## Items:
..............................

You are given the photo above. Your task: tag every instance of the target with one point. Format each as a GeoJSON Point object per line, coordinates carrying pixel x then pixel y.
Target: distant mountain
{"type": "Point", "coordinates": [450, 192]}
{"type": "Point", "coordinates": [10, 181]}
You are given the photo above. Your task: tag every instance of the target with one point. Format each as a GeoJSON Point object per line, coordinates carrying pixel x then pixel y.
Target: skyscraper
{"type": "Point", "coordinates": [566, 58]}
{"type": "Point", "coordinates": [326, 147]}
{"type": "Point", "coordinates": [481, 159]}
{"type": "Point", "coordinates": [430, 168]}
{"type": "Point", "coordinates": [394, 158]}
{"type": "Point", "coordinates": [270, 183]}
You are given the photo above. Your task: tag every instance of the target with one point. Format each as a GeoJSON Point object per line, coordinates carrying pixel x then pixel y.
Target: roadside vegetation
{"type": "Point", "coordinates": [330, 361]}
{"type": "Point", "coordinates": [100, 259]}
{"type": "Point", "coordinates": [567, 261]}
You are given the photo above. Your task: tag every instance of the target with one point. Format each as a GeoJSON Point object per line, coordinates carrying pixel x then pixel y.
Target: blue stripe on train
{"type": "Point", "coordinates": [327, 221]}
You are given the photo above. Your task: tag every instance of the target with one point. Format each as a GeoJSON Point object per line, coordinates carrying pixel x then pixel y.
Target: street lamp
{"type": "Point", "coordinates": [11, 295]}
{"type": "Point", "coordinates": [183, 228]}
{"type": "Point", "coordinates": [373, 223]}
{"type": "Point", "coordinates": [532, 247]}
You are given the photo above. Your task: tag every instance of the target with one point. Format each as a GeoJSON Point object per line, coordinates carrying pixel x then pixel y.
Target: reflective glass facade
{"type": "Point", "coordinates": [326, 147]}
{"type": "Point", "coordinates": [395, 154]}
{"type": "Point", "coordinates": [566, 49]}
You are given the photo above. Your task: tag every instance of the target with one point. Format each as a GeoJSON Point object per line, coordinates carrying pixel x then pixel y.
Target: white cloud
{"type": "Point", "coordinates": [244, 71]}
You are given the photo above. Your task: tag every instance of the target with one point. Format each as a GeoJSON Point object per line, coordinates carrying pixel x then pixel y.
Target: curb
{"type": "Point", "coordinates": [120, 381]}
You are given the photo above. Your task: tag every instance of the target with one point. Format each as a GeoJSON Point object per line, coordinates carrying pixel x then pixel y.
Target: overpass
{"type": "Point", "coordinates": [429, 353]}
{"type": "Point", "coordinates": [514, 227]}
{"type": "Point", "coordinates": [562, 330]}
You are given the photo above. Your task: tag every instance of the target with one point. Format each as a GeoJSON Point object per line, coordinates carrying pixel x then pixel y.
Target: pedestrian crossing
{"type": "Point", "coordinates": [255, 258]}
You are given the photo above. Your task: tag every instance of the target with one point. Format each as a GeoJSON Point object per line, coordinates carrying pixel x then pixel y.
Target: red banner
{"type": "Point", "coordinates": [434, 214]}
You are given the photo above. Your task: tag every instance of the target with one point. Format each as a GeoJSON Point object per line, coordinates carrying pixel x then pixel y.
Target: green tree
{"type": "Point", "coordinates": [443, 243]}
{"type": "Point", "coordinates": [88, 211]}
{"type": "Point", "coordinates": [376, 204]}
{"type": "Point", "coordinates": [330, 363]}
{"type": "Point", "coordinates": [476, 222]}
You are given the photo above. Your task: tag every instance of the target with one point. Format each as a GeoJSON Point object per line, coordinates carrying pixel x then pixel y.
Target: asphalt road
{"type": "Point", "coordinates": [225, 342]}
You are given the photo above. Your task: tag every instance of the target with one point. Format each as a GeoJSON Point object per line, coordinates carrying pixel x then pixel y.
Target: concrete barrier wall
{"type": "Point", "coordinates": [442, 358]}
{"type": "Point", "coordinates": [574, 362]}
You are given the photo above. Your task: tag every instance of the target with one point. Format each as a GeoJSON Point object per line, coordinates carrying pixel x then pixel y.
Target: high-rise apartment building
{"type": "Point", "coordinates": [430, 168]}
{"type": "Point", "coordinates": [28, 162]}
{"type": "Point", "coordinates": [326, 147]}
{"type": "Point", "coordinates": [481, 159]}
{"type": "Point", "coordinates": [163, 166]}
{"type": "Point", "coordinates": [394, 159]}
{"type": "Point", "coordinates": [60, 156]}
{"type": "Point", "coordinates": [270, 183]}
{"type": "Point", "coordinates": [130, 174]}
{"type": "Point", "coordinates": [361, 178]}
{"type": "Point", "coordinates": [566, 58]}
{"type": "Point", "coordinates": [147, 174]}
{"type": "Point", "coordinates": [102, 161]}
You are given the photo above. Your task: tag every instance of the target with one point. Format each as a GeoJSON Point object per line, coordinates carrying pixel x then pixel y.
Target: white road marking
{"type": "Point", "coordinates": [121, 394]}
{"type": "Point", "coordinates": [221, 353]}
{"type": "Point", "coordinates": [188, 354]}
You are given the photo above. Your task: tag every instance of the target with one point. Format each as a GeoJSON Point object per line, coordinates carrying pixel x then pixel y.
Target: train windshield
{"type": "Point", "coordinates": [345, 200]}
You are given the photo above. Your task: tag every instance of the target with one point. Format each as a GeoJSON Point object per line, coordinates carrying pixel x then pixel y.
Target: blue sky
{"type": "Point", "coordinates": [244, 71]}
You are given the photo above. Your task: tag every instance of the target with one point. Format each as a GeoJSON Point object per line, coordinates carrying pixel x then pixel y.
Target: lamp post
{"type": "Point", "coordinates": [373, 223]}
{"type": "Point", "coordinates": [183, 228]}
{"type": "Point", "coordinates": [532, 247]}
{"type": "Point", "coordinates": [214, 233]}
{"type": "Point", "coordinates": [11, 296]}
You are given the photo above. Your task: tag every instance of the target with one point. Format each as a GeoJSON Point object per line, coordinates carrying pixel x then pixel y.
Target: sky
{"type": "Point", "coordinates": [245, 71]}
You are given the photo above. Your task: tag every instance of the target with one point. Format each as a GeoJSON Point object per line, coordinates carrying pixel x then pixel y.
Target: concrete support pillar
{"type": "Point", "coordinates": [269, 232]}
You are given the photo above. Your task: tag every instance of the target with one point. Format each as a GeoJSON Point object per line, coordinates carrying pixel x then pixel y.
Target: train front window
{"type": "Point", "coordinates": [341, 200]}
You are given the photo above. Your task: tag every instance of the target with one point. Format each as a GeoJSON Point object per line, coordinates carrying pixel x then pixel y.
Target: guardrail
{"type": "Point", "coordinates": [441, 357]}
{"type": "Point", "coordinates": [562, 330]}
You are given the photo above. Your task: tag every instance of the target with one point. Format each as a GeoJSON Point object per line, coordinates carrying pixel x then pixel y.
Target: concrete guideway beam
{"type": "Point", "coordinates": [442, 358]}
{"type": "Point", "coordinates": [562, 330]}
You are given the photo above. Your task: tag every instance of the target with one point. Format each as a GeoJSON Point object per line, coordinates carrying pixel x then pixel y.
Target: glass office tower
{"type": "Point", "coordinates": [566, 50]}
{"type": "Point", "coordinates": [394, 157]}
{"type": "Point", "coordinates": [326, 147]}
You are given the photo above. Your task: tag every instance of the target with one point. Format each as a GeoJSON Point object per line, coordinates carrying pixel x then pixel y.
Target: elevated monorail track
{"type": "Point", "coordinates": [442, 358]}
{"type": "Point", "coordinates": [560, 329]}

..............................

List every line of the listing above that contains the word "blue".

## Expected answer:
Target: blue stripe on train
Target: blue sky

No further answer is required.